**Source text:**
The brief
The owner of this A4 had been living with a low droning hum that came up with road speed and got louder over coarse tarmac. Lately it had a harder, grindy edge to it, and on a long sweeping bend it would change, fading on one steering input and growing on the other.
That last part is the tell. A wheel bearing carries more load on the outside wheel through a corner, so a worn one gets louder when it is loaded and quieter when it is not. The humming that tracks road speed rather than engine speed points the same way. Left alone a dry bearing only gets rougher, chews into the tyre on that corner, and in the worst case lets the wheel move where it should not.
The diagnosis
On the lift each wheel was spun and rocked by hand. One front bearing had the gritty, notchy feel of a bearing on its way out and a faint roar when spun, while the others turned clean and silent. A short road test with the noise rising and falling exactly as that wheel loaded and unloaded confirmed it.
On this A4 the front bearing comes as a unit with the hub, so the fix is to replace the whole hub-and-bearing assembly rather than try to press a loose bearing into a tired housing. That also means the new bearing arrives set to the right preload from the factory, with nothing left to guess.

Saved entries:
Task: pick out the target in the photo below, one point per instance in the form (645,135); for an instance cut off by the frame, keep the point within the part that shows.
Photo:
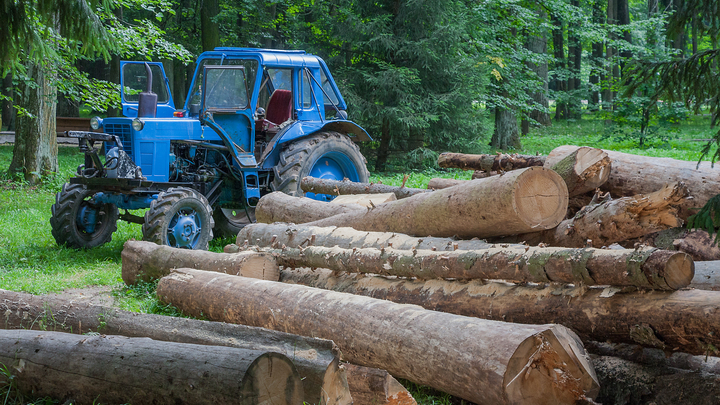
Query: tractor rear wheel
(78,223)
(180,217)
(326,155)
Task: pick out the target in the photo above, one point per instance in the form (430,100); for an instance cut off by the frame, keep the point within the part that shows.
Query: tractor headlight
(95,123)
(138,124)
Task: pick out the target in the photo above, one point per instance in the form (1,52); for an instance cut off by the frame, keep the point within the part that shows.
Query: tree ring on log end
(540,198)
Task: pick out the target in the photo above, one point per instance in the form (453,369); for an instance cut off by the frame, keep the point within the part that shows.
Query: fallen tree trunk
(317,360)
(278,235)
(686,320)
(334,187)
(632,174)
(517,202)
(146,261)
(480,361)
(604,222)
(372,386)
(299,210)
(487,163)
(117,369)
(583,168)
(649,268)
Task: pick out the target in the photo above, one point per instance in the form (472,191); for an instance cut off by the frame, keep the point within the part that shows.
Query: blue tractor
(255,121)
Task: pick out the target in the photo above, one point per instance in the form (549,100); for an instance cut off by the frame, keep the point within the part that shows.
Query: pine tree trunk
(35,152)
(685,320)
(117,369)
(317,360)
(479,361)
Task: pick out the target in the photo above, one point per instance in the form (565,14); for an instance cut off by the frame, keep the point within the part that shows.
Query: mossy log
(487,163)
(520,201)
(480,361)
(647,268)
(686,320)
(605,221)
(117,369)
(146,261)
(292,235)
(317,360)
(335,187)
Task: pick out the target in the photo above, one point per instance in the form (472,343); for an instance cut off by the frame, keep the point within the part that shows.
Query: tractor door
(134,79)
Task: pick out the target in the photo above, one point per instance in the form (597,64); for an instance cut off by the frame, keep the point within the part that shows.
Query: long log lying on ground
(602,223)
(291,235)
(488,163)
(317,360)
(118,369)
(480,361)
(632,174)
(334,187)
(520,201)
(648,268)
(687,321)
(145,261)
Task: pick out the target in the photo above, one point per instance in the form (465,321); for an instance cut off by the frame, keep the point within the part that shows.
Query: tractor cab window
(225,88)
(135,81)
(250,65)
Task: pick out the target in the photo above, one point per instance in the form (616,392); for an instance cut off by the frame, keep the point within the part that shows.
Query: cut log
(335,187)
(488,163)
(366,200)
(583,168)
(146,261)
(647,268)
(520,201)
(604,221)
(632,174)
(317,360)
(477,360)
(372,386)
(118,369)
(278,235)
(685,320)
(280,207)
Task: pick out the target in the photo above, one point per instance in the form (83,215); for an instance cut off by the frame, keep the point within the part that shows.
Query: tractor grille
(124,132)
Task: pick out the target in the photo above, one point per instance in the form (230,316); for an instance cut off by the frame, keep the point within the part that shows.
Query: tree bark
(470,358)
(372,386)
(604,222)
(647,268)
(117,369)
(147,261)
(35,151)
(522,200)
(210,29)
(686,320)
(334,187)
(632,174)
(317,360)
(500,161)
(277,235)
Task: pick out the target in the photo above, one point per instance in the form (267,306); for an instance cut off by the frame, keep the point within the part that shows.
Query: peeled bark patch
(519,201)
(480,361)
(116,369)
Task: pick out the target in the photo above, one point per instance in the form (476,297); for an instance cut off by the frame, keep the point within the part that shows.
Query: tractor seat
(279,106)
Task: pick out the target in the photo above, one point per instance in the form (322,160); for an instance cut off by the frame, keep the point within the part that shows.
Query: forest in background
(468,76)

**Parts of the exercise:**
A: From the A4 wheel bearing text, reproduce the passage that begins at the words "That last part" and stops after "unloaded confirmed it.".
B: Answer these questions from the A4 wheel bearing text:
(i) Over what kind of road surface did the hum get louder?
(ii) What was done to each wheel on the lift?
(iii) What assembly is replaced on this A4 instead of pressing in a loose bearing?
C: Write the next part of the A4 wheel bearing text, following on from its last sentence.

**Answers for this exercise:**
A:
That last part is the tell. A wheel bearing carries more load on the outside wheel through a corner, so a worn one gets louder when it is loaded and quieter when it is not. The humming that tracks road speed rather than engine speed points the same way. Left alone a dry bearing only gets rougher, chews into the tyre on that corner, and in the worst case lets the wheel move where it should not.
The diagnosis
On the lift each wheel was spun and rocked by hand. One front bearing had the gritty, notchy feel of a bearing on its way out and a faint roar when spun, while the others turned clean and silent. A short road test with the noise rising and falling exactly as that wheel loaded and unloaded confirmed it.

B:
(i) Coarse tarmac.
(ii) Each wheel was spun and rocked by hand.
(iii) The whole hub-and-bearing assembly.

C:
The work
The wheel came off, then the brake caliper and carrier were hung aside and the disc removed. The hub assembly was unbolted from the upright, the ABS sensor wiring freed, and the old unit drawn out.
The new Audi-spec hub-and-bearing unit went in, bolted up to torque, and the ABS sensor reconnected and seated so the wheel-speed signal reads cleanly. The brakes were rebuilt onto it, the wheel torqued down, and the car taken back out to check the noise was gone and the ABS light stayed off.
The outcome
A quiet corner again, no hum building with speed, and no change through the bends. The ABS light stayed out and the wheel-speed reading was steady.
The A4 went home with the rumble gone and the handling back to normal, and with the worn bearing out before it could ruin the tyre on that corner or do anything worse. A hub unit fitted properly to torque should outlast plenty more sets of tyres.